**Working data**.
__________
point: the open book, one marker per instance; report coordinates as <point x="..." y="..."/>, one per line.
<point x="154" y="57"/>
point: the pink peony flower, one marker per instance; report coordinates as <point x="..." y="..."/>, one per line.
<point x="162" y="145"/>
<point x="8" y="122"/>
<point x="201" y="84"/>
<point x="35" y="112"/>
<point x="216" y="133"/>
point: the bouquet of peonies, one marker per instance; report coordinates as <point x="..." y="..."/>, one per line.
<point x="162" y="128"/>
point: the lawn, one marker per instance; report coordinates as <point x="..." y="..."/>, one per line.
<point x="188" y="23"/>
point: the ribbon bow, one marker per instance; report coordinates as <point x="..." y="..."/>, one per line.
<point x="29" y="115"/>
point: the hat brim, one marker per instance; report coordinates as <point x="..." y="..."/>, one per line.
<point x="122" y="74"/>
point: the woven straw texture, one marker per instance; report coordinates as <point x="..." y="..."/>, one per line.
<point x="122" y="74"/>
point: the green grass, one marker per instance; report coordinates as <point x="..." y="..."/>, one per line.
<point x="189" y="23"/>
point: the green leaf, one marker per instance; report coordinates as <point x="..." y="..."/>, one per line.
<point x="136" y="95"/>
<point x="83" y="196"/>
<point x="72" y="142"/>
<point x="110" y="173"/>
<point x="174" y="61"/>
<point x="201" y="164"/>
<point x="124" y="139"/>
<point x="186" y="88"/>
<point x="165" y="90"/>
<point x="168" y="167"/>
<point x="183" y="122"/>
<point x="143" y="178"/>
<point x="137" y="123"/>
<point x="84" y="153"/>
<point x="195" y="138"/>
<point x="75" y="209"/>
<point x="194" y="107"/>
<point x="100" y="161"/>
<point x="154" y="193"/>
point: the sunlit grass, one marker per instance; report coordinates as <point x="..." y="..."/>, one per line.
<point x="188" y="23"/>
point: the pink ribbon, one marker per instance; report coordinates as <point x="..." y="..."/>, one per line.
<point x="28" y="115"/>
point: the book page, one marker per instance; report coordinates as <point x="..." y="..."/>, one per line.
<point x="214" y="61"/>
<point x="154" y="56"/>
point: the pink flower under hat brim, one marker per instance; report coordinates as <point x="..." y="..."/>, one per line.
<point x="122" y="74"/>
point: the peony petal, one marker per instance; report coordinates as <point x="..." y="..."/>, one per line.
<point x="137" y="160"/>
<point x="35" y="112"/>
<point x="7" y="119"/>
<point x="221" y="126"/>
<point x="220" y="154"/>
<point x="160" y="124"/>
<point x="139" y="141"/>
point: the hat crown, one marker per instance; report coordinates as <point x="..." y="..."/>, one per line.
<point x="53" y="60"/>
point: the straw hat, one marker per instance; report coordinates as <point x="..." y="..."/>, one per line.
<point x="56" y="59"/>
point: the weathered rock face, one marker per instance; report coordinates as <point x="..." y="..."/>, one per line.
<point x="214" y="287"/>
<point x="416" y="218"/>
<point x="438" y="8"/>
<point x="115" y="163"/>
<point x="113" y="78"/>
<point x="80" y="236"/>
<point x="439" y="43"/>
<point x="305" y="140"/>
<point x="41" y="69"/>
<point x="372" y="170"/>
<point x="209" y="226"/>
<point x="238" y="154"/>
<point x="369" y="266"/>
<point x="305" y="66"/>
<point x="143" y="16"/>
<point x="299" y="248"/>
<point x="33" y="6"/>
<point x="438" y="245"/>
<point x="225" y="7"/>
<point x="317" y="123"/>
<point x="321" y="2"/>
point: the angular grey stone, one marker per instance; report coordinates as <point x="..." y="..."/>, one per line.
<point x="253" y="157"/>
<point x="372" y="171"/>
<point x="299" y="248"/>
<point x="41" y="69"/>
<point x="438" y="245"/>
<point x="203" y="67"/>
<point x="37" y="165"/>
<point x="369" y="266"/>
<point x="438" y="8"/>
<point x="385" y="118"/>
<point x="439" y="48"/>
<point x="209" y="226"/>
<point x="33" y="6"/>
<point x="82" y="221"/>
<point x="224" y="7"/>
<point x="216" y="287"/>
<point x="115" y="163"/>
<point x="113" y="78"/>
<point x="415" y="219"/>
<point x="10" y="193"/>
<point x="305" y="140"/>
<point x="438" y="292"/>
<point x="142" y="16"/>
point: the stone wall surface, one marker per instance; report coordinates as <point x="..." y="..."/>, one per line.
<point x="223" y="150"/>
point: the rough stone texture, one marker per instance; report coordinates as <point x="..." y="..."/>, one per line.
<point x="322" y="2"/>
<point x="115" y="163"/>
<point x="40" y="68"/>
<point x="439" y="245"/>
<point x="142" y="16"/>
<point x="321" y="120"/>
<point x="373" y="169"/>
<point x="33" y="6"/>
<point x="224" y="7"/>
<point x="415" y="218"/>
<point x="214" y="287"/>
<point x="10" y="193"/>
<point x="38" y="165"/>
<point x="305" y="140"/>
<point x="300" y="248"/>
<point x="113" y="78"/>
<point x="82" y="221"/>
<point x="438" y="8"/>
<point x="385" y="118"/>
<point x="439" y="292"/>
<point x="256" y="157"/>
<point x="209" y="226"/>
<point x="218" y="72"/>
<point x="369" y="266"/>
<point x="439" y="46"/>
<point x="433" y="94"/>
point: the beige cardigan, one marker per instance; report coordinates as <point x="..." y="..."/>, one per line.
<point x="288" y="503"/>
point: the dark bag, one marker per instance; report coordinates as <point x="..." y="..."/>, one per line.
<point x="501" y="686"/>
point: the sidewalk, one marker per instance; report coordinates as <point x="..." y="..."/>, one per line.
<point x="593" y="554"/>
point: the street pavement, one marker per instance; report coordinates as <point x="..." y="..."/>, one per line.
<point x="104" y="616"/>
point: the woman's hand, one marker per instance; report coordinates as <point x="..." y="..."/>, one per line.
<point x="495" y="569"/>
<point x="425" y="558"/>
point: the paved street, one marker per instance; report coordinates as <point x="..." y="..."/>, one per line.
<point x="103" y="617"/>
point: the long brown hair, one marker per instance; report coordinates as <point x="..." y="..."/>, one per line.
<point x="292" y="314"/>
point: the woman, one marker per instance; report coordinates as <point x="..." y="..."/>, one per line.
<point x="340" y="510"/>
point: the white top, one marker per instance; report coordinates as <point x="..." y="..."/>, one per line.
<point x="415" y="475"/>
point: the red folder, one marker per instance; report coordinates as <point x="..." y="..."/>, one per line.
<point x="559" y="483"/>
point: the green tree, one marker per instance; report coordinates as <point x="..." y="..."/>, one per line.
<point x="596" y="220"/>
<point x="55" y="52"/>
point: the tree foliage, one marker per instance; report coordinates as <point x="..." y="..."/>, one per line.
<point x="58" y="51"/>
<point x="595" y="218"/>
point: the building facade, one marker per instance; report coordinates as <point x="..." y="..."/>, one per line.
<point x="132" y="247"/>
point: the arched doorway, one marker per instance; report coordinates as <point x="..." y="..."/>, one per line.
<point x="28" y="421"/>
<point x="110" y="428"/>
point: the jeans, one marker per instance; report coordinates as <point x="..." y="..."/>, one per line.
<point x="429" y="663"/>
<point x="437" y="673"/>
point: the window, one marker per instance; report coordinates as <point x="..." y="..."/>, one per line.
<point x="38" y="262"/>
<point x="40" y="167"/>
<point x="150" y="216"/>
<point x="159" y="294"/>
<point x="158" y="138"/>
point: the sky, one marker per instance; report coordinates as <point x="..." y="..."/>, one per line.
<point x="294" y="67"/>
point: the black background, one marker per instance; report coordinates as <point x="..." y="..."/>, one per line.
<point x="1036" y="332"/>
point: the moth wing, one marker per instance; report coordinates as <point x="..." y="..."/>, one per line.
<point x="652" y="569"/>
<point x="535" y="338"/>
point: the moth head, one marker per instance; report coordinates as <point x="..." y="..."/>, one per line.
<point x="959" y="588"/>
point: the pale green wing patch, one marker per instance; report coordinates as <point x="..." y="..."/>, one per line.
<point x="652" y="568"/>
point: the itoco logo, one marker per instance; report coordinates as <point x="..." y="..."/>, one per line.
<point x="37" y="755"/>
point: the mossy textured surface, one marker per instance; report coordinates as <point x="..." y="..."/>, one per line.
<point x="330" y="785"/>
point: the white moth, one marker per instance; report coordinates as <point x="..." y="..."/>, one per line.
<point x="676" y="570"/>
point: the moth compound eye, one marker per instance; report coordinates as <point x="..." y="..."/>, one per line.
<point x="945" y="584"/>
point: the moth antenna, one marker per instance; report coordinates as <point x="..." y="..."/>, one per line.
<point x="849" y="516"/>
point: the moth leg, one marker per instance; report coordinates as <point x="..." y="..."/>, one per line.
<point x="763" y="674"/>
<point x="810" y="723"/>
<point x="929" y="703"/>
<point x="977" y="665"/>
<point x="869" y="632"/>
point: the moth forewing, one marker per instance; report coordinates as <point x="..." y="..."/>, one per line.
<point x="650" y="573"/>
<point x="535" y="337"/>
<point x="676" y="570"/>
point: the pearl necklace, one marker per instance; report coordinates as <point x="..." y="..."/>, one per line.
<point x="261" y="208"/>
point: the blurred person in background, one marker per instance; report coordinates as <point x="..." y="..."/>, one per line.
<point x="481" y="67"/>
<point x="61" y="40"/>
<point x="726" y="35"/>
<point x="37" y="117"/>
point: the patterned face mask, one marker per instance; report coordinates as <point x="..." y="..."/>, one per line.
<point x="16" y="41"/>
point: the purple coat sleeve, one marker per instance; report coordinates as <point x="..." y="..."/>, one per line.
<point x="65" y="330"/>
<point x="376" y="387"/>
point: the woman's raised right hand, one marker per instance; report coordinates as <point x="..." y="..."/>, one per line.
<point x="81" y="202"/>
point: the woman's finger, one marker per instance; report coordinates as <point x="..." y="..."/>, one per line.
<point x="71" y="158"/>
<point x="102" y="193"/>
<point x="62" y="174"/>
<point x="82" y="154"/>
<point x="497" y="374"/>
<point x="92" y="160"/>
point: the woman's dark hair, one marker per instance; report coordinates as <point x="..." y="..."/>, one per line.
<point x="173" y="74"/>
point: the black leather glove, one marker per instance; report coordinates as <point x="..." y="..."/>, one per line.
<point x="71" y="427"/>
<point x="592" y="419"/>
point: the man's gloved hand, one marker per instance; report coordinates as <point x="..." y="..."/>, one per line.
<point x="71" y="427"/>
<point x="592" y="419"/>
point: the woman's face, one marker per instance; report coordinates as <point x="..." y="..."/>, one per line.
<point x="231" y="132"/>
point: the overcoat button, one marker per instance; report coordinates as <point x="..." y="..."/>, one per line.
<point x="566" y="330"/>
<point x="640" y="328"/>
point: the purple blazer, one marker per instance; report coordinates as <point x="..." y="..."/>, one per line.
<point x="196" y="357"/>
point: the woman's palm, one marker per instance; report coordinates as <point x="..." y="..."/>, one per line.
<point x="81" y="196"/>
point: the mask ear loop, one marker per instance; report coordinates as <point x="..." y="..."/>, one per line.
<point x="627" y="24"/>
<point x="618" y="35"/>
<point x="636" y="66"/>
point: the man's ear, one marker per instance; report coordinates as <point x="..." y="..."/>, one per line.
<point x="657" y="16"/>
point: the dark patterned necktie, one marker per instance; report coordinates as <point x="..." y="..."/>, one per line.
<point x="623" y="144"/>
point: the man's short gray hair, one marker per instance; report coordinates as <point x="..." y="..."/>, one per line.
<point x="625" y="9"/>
__________
**Your task**. Write out only what runs from the line holding "point: the mask" through the last line of the records, exactly as shown.

**Expected answer**.
point: the mask ear loop, one marker per instance; report coordinates as <point x="..." y="..."/>, one per line.
<point x="627" y="24"/>
<point x="618" y="35"/>
<point x="636" y="66"/>
point: the man's ear, one marker per instance; report coordinates as <point x="..." y="..."/>, one per line.
<point x="657" y="16"/>
point: the dark patterned necktie, one marker per instance; report coordinates as <point x="..." y="..."/>, one per line.
<point x="623" y="144"/>
point: the man's short gray hair, one marker per instance; report coordinates as <point x="..." y="..."/>, one per line.
<point x="625" y="9"/>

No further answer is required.